Equilateral triangles are drawn on the sides of a right angled triangle. Show that the area of the triangle on the hypotenuse is equal to the sum of the areas of triangles on the other two sides.

Answer

Given A right angled triangle ABC with right angle at B. Equilateral triangles PAB, QBC and RAC are described on sides AB, BC and CA respectively.
To Prove.
Area (ΔPAB) + Area (ΔQBC) = Area (ΔRAC).
Proof. Since, triangles PAB, QBC and RAC are equilateral. Therefore they are equiangular and hence similar.

* **Set problem**:
Please reproduce the geometry proof above word for word, in full.

* **Detection examples**:
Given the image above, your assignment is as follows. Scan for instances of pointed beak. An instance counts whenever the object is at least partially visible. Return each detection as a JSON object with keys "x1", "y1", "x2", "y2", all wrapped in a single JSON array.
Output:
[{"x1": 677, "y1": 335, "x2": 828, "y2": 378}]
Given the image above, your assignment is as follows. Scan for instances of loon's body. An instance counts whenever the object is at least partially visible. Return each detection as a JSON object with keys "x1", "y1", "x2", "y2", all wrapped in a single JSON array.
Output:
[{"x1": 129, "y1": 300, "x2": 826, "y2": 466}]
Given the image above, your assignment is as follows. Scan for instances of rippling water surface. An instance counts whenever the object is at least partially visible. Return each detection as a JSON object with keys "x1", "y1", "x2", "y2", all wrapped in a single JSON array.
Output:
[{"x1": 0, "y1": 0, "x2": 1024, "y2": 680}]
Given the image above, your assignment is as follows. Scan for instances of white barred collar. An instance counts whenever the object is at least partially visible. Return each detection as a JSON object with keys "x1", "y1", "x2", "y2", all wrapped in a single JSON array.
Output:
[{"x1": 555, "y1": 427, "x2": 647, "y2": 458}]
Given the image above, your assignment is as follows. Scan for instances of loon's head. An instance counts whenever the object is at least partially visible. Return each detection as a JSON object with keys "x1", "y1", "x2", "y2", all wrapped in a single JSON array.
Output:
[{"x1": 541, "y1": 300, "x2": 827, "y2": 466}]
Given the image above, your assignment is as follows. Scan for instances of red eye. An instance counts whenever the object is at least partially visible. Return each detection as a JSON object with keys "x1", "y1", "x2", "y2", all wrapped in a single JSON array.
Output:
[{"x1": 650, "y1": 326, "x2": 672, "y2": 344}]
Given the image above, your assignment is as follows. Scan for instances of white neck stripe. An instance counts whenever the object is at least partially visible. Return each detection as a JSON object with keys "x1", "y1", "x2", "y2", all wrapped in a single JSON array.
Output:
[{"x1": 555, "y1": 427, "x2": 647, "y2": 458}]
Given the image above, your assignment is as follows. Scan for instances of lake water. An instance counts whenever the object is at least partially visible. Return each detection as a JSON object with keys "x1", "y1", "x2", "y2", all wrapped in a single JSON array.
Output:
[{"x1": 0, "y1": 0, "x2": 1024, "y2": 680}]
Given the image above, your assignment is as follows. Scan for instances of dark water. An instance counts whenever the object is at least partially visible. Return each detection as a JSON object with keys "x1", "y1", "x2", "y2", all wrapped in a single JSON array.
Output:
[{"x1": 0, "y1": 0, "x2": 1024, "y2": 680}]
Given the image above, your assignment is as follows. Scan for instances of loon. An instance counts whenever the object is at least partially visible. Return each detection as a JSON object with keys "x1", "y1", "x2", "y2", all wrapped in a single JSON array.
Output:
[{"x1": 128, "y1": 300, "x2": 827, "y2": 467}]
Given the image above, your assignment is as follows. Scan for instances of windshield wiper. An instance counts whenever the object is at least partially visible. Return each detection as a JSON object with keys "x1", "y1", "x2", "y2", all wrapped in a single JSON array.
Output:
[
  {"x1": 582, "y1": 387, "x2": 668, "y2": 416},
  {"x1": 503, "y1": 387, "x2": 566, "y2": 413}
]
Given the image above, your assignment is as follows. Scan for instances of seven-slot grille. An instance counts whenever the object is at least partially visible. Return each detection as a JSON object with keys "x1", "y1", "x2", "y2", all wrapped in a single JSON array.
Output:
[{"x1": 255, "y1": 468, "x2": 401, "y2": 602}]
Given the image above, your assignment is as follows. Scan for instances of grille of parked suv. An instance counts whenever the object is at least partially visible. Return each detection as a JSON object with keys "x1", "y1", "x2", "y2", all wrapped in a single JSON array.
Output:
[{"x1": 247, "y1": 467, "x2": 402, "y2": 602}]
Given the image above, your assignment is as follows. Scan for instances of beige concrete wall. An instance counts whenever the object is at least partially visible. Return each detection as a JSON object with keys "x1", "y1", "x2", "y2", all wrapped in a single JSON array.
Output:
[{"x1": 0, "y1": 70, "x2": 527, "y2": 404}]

* **Complete response**:
Equilateral triangles are drawn on the sides of a right angled triangle. Show that the area of the triangle on the hypotenuse is equal to the sum of the areas of triangles on the other two sides.

Answer

Given A right angled triangle ABC with right angle at B. Equilateral triangles PAB, QBC and RAC are described on sides AB, BC and CA respectively.
To Prove.
Area (ΔPAB) + Area (ΔQBC) = Area (ΔRAC).
Proof. Since, triangles PAB, QBC and RAC are equilateral. Therefore they are equiangular and hence similar.